Supplied data -
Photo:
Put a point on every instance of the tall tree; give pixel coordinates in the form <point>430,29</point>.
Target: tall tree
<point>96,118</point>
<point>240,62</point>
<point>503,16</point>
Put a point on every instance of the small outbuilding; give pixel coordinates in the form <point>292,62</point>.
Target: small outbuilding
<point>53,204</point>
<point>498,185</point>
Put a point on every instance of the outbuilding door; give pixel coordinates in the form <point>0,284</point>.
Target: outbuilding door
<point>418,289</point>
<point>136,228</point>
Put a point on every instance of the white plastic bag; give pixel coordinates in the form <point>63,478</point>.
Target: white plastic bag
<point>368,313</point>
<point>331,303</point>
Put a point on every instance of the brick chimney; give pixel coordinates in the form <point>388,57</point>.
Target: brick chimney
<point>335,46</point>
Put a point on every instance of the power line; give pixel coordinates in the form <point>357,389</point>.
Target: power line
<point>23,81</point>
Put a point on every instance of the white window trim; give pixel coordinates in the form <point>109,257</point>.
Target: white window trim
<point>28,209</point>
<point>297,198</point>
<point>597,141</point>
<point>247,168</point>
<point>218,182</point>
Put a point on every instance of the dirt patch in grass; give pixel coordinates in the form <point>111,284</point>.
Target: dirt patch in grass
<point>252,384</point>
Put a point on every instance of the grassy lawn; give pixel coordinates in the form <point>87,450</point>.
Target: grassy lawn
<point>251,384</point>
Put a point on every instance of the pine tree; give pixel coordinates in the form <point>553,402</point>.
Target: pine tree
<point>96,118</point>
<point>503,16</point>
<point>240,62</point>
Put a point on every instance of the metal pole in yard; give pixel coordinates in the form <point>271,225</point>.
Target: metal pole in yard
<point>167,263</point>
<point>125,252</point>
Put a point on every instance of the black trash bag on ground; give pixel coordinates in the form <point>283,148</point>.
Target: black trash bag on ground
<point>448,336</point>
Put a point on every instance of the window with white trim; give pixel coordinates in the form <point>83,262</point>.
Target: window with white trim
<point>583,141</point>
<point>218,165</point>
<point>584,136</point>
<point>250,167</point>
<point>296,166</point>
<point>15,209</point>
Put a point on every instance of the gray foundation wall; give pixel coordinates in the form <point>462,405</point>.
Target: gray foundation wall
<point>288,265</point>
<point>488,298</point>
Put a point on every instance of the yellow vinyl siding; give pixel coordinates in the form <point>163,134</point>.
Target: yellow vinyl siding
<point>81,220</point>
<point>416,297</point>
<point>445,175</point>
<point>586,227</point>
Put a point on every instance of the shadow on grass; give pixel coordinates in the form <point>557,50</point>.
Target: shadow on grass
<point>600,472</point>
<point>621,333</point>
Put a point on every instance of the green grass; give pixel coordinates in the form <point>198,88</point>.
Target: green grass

Objective - Reproduce the lines above verbatim, all of them, without altering a single character.

Task result -
Photo:
Put a point on every instance of the tall tree; give pixel coordinates in the form <point>430,29</point>.
Target: tall tree
<point>96,118</point>
<point>240,62</point>
<point>503,16</point>
Put a point on every instance of the small outbuilding; give pixel coordinates in the form <point>292,62</point>.
Target: small outbuilding
<point>53,204</point>
<point>498,185</point>
Put a point on every instance of the outbuilding door; give pixel coordinates in the form <point>0,284</point>.
Target: outbuilding door
<point>418,289</point>
<point>136,228</point>
Put a point on every instance of the white plastic bag; give pixel coordinates in the form <point>63,478</point>.
Target: white plastic bag
<point>368,313</point>
<point>331,303</point>
Put a point on every instance of the brick chimney; give pixel coordinates in the form <point>388,57</point>.
Target: brick chimney
<point>335,46</point>
Put a point on every instance of the power line; give pixel coordinates in the form <point>357,389</point>.
Target: power line
<point>23,81</point>
Put a point on every instance of the white window trim; give pixel coordinates in the form <point>109,257</point>.
Target: white window trim
<point>28,209</point>
<point>297,198</point>
<point>597,141</point>
<point>247,168</point>
<point>218,182</point>
Put a point on every instance of the dirt patch in grass; give pixel coordinates in the form <point>111,284</point>.
Target: dirt patch in grass
<point>252,384</point>
Put a point on every instance of the grassy lawn; give pixel coordinates in the form <point>87,450</point>.
Target: grassy lawn
<point>251,384</point>
Put a point on every instance of the pine tree; give pixel coordinates in the form <point>553,402</point>.
Target: pine tree
<point>96,118</point>
<point>503,16</point>
<point>240,62</point>
Put a point on every instance of the metal pole in yard; give pixel coordinates in the form <point>271,225</point>.
Target: metal pole in yard
<point>167,263</point>
<point>125,252</point>
Put a point on every instance of the black trash bag on ground; give pixel coordinates in the form <point>283,148</point>.
Target: black trash bag on ground
<point>448,336</point>
Put a point on every instance of the window with white trim; give pixel coordinates in the form <point>83,262</point>.
Target: window with white trim
<point>583,141</point>
<point>218,165</point>
<point>584,136</point>
<point>250,167</point>
<point>296,166</point>
<point>15,209</point>
Put a point on every instance of the gray foundation wall; give pixel coordinates in the form <point>462,405</point>.
Target: gray foundation wall
<point>288,265</point>
<point>488,298</point>
Put a point on every instance of the yellow vinyl siding; give pixel coordinates in the form <point>163,134</point>.
Target: yellow vinyl siding
<point>81,220</point>
<point>416,297</point>
<point>445,175</point>
<point>586,227</point>
Put a point on every instance of the shadow on grass; give pixel coordinates in the form <point>557,50</point>.
Target: shadow on grass
<point>600,472</point>
<point>621,333</point>
Put a point on every instance of the green grass; give pixel coordinates in the form <point>198,88</point>.
Target: green grass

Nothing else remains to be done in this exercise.